These aren’t hypothetical worries — they’re practical. The rollout included fallback procedures and manual verification, which is an important guardrail, but the system’s fairness ultimately depends on auditability and contestability.
Reactions on the ground
Candidates I spoke with (and many who shared their experiences online) had mixed responses. Several welcomed the change as a deterrent to impersonation and an assurance of a level playing field. Others reported anxiety over photo quality, the prospect of being delayed by a mismatch, and the need to arrive much earlier than before.
Experts and commentators offered a balanced view: most acknowledged the integrity gains and operational achievement of running a biometric protocol at this scale, while urging independent audits, transparent error‑rate disclosures, and clear redressal channels for affected candidates [Times of India; ETV Bharat].
Implications for future exams
If the 2026 prelims are any signal, other national and state examinations will consider similar steps. But adoption at scale should be conditional on several commitments:
- Publish system accuracy, false‑match and false‑nonmatch rates, and post‑deployment audits.
- Maintain and publish clear SOPs for exceptions, accessibility accommodations, and timelines for contesting adverse decisions.
- Invest in offline fallback options and sufficient human oversight to prevent technology from becoming an unreviewable gatekeeper.
I expect a hybrid future: technology to make identity checks faster and more consistent, plus strengthened procedural safeguards to preserve fairness.
Brief timeline of deployment
- 2025 (pilot phase): Selected defence/recruitment exams used face authentication in pilot centres to test workflows and technology.
- Early 2026 (policy decision): UPSC announced mandatory face authentication and released SOPs, advising candidates about photo requirements and arrival times [Times of India; ETV Bharat].
- May 24, 2026 (full roll‑out): Real‑time face authentication was used at the prelims across ~2,000 venues, supported by government digital agencies and local centre staff [Economic Times; The CSR Journal].
Closing takeaway
I believe technology can strengthen the fairness of competitive selection — but only if it is deployed with humility. The UPSC’s 2026 roll‑out is an important operational milestone: it shows what is possible when institutions combine digital tools, procedures, and manpower. The next step must be institutional: transparency about system performance, independent audits, and accessible redressal for candidates who are affected. Done right, biometric checks can protect merit; done without safeguards, they risk replacing one form of exclusion with another.

__Given request 1__: Reproduce the saved data entries from the first line down through the line containing "x=389 y=275", substituting "round stone" for "small pebble" and leaving everything else unchanged.

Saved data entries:
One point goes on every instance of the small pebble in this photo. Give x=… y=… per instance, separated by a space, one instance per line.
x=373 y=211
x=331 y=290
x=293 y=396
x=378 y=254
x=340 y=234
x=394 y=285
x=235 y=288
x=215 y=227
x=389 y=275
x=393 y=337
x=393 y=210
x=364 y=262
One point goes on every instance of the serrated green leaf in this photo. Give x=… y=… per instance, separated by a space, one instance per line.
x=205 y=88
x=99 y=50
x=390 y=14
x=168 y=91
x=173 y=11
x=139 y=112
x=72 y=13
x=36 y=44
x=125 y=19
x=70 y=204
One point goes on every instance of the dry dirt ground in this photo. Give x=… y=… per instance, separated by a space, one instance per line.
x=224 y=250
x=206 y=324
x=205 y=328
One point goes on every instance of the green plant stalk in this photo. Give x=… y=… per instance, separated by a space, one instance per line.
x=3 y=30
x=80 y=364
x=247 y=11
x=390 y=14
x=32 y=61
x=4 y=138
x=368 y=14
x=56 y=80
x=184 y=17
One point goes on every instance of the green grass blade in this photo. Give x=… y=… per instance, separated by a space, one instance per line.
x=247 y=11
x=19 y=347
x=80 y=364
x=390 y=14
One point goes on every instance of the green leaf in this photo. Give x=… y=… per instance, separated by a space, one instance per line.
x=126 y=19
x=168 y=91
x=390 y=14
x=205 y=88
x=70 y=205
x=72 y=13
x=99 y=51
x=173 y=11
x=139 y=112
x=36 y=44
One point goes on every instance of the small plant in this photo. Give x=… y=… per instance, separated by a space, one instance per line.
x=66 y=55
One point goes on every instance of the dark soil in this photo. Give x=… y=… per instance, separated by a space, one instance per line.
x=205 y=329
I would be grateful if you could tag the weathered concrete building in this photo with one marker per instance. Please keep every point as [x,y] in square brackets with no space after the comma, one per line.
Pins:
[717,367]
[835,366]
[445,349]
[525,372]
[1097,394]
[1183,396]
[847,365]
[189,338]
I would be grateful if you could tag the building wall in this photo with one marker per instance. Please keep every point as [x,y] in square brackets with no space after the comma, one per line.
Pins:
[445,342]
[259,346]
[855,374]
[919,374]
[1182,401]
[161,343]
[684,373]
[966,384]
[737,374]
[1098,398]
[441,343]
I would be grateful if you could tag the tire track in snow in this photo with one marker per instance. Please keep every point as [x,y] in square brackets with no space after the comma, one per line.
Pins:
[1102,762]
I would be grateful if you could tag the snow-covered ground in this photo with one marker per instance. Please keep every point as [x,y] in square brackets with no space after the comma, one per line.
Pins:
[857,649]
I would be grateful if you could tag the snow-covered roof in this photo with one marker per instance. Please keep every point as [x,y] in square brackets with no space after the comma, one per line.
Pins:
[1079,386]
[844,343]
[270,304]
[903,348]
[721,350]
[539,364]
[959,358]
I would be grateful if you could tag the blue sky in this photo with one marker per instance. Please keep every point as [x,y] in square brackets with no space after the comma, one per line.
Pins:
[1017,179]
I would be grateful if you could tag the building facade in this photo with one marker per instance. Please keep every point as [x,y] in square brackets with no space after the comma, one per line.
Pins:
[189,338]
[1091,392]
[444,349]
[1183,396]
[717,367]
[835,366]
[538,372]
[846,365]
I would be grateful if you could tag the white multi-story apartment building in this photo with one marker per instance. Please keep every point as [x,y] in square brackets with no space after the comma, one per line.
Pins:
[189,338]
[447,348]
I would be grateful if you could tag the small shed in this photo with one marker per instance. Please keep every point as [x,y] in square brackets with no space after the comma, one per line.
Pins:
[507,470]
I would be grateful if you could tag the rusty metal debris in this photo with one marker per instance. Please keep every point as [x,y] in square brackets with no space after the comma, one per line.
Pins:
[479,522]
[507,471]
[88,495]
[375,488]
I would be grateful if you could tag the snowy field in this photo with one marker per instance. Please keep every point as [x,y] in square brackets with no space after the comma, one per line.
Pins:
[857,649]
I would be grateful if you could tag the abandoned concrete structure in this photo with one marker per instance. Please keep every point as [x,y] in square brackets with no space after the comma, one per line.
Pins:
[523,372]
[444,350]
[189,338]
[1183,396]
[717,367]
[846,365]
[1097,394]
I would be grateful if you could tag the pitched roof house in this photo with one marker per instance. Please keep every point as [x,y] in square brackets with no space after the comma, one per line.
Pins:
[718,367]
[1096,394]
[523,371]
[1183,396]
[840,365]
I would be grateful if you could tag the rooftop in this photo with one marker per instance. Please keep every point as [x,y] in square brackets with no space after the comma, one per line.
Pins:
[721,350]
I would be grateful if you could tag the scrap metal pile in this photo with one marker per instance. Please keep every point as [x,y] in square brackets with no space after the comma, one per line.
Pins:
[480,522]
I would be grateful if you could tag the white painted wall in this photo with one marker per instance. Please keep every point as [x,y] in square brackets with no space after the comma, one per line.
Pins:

__Given request 2__: Write out, word for word, the passage of the piece on UPSC face authentication that runs from "- Maintain and" down to "an unreviewable gatekeeper.".

__Written answer 1__:
One point goes on every instance of the round stone in this photo. Give x=… y=… per instance, separated by a space, one instance per line.
x=373 y=211
x=331 y=290
x=293 y=396
x=378 y=254
x=340 y=234
x=394 y=285
x=235 y=288
x=215 y=227
x=389 y=275

__Written answer 2__:
- Maintain and publish clear SOPs for exceptions, accessibility accommodations, and timelines for contesting adverse decisions.
- Invest in offline fallback options and sufficient human oversight to prevent technology from becoming an unreviewable gatekeeper.